Work item: Apart from the pictures, please restate every entry below exactly.

Entries shown:
--------
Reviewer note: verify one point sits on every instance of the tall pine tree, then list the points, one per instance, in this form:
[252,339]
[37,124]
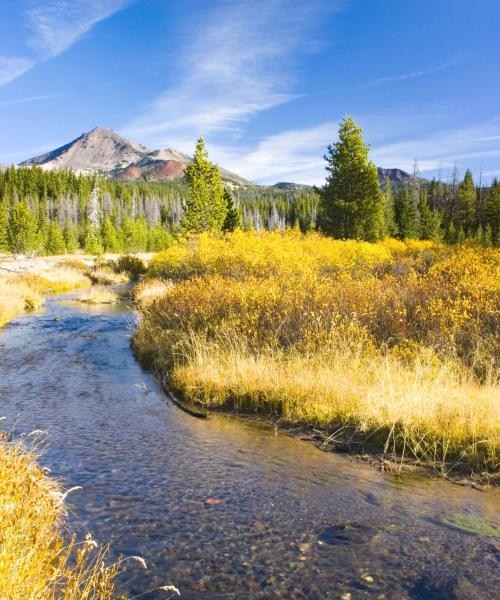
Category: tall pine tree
[351,202]
[206,207]
[21,229]
[233,216]
[467,205]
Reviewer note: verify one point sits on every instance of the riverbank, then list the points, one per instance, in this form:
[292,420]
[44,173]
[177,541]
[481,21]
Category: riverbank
[26,281]
[390,348]
[36,558]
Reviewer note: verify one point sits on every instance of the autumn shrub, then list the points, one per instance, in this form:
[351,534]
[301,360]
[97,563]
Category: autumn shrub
[258,308]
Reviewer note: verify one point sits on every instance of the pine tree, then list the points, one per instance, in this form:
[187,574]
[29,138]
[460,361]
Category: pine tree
[4,220]
[389,210]
[55,240]
[233,216]
[159,239]
[450,236]
[487,237]
[467,205]
[21,229]
[70,238]
[109,236]
[351,202]
[430,220]
[93,241]
[493,212]
[406,214]
[205,204]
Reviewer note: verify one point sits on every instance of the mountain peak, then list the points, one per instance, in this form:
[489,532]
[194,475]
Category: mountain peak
[106,151]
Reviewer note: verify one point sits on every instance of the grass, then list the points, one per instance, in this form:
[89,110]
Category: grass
[395,343]
[35,559]
[98,294]
[24,291]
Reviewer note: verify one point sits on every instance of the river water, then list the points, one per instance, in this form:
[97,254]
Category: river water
[290,522]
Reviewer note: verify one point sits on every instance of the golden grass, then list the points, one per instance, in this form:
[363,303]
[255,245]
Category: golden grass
[24,291]
[98,294]
[145,292]
[105,275]
[398,340]
[430,411]
[35,560]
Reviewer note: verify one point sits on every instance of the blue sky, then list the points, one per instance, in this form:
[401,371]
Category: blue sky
[265,81]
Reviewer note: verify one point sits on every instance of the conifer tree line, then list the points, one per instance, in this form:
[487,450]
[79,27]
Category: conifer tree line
[56,212]
[353,205]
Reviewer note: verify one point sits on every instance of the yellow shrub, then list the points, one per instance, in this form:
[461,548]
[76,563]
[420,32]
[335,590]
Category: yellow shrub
[247,310]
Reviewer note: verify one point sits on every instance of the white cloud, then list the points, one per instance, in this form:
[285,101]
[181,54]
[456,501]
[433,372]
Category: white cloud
[442,148]
[12,67]
[294,155]
[235,64]
[17,101]
[297,155]
[413,74]
[55,25]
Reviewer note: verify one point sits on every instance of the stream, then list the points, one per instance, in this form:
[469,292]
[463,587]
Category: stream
[284,520]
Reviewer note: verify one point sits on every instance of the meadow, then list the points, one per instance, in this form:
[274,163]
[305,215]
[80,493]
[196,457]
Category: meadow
[391,346]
--------
Your solution:
Reviewer note: verify one point sits on every instance of the tall pine tree, then list the points, one per instance, in this form:
[252,339]
[37,124]
Category: tall pine tree
[351,202]
[206,207]
[21,229]
[233,216]
[467,205]
Reviewer note: verify one point sits on every instance of the riverbank, then list the points, one per instance, in this form:
[292,420]
[44,173]
[177,541]
[481,21]
Category: riverbank
[26,281]
[390,348]
[36,558]
Reviewer note: verify one point sits on every instance of the autumn shrub, then list the points, one per instance, in this form:
[351,534]
[301,360]
[97,563]
Category: autumn shrub
[258,308]
Reviewer note: verify one point sits on every instance of the pine tree, then list the points, one per instance, in this form:
[187,574]
[29,138]
[460,361]
Category: pine tree
[4,220]
[389,210]
[55,240]
[233,216]
[159,239]
[450,236]
[487,237]
[467,205]
[21,229]
[70,238]
[109,236]
[351,202]
[430,220]
[93,241]
[493,212]
[406,214]
[205,204]
Reviewer note: verify one point sits on every instance of the mountain peak, then list the points, one per instance, in this form:
[489,532]
[194,475]
Category: mountain peak
[106,151]
Reviewer note: verify one point sits on every instance of the grass, then list the points, one per instance, in this form:
[89,110]
Category: grass
[395,343]
[35,559]
[98,294]
[24,291]
Reviewer note: verify one point sits on every instance of the river water, then list the points, one per instance, in this form:
[97,254]
Category: river water
[290,522]
Reviewer note: verify one point sits on every instance of the golden grass, then list the points, one per instance, in this form:
[363,303]
[255,245]
Category: golden grass
[24,291]
[98,294]
[145,292]
[105,275]
[398,340]
[430,411]
[35,560]
Reviewer note: verify one point sits on every instance of the blue sky, then list the points, one per instance, in this form:
[401,371]
Category: blue sky
[265,81]
Reviewer note: verify one point sits on every instance of the conifer tree line, then list the points, one per instance, in this form:
[487,450]
[79,27]
Category: conifer tree line
[56,212]
[353,205]
Reviewer note: verify one point sits on every instance of the yellow shrub, then list the points, one per instance, in this form:
[461,548]
[76,563]
[420,32]
[335,590]
Category: yellow shrub
[247,310]
Reviewer note: verify one point sits on every instance of the white cloud, then list the points, one per instance, in this form:
[285,101]
[181,54]
[456,501]
[433,372]
Category: white cloud
[442,148]
[12,67]
[294,155]
[235,64]
[17,101]
[297,155]
[413,74]
[55,25]
Reviewer note: verify one point sits on every instance of the stream, then list the points, one per instance, in this form:
[469,292]
[463,587]
Category: stream
[284,520]
Reviewer note: verify one point sits on every instance of the meadow, then list the points, one per instance, in this form:
[274,163]
[305,215]
[80,493]
[196,457]
Category: meadow
[391,346]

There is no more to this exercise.